#  > LICHT FORA >  > LICHT FORUM - FOTO'S >  >  Dansfeest in Kerk

## fl@x

Vorige week een leuke lichtklus gedaan in een grote Kerk t.b.v een dansfeest.


Materialen:

4  x Claypacky stagezoom 1200
4  x Claypacky stagecolor 575
12 x Mac 250
8  x Pro 218 scanner
6  x MA 12 kringen dimpack
12 x fourbar Par64 
12 x fourbar Par56
4  x source four 4-bar
4  x Selecon freschnell
16 x Par64 vloerspot
1  x swefog oilcracker
1  x Pro 2000 smokemachine

Lichtsturing: JB-lighting Licon 1

Truss circle 11 meter
Truss circle 3  meter
120 meter Prolyte 30V truss.

Ook nog een lijstje geluid voor de liefhebbers.

4 x KS T10 triaks stack
2 x KS T3 topkast t.b.v delay.
2 Radian 12" vloormonitors t.b.v Percussie 
2 x KS CPA2 t.b.v DJ monitor
Pioneer DJM-600
2 x Pioneer CDJ-1000 cd-player
2 x Technics Sl-1200

Een paar impressies:























Groeten Sander

----------


## djbirdie

Ziet er heel gaaf uit! Mijn complimenten! 
Ik hoop niet dat er de volgende ochtend een kerkdienst was? [:P]

----------


## fl@x

Haha, nee. Deze kerk wordt uitsluitend voor dit soort doeleinden gebruikt. Dus geen boze dominees de volgende dag...

Groeten Sander

----------


## Pieter Huijgen

Ziet er erg creatief uit. 
Wat ik me wel afvraag is welke krachten er op de scaff koppelingen komen door zo'n constructie toe te passen. Hebben jullie daar berekeningen van gemaakt?

----------


## DJEM

Netjes. Zelfs hoe je de truss die "opelkaar" liggen. Deze zijn correct vastgemaakt in plaats van een spanband. Creatief gevonden met die stukken circel truss.

----------


## Overdrive

Zo ziet er gelikt uit. Mooie spullen, mooi plaatje  :Smile: 

Alleen geen towers, veel lifters gebruikt??

***

**Takenlijst**
a – Neem uit de selectie letterlijk alles over, van "## Pieter Huijgen" tot en met "stukken circel truss.".
b – Beantwoord aan de hand van de selectie:
(i) Hoeveel Mac 250-armaturen zijn er ingezet?
(ii) Welke lichtsturing is gebruikt?
(iii) Hoe groot is de grootste trusscirkel?
c – Geef per bewering aan of de selectie ermee overeenstemt. Antwoord met ja of nee en citeer de woorden uit de selectie die de doorslag geven.
(i) Er zijn twee Technics SL-1200-draaitafels gebruikt.
(ii) De volgende ochtend werd er in de kerk een dienst gehouden.
(iii) De KS T3-topkasten dienden als DJ-monitor.
Het materiaal hieronder speelt hierbij geen enkele rol.

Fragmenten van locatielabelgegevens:
***

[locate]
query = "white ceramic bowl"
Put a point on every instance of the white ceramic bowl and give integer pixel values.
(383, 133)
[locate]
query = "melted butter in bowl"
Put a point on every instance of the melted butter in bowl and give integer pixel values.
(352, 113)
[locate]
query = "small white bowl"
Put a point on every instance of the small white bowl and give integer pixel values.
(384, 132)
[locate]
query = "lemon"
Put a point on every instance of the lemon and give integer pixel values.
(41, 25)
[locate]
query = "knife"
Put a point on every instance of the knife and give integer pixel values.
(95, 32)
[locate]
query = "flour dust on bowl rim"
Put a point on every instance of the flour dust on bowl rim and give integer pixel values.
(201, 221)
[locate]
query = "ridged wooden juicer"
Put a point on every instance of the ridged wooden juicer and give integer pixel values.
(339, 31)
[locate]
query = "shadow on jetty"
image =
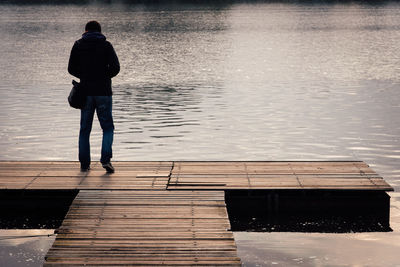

***

**De oplossingen**
a –
## Pieter Huijgen

Ziet er erg creatief uit. 
Wat ik me wel afvraag is welke krachten er op de scaff koppelingen komen door zo'n constructie toe te passen. Hebben jullie daar berekeningen van gemaakt?

----------


## DJEM

Netjes. Zelfs hoe je de truss die "opelkaar" liggen. Deze zijn correct vastgemaakt in plaats van een spanband. Creatief gevonden met die stukken circel truss.

b –
(i) 12
(ii) JB-lighting Licon 1
(iii) 11 meter

c –
(i) Ja: "2 x Technics Sl-1200"
(ii) Nee: "Deze kerk wordt uitsluitend voor dit soort doeleinden gebruikt."
(iii) Nee: "2 x KS T3 topkast t.b.v delay."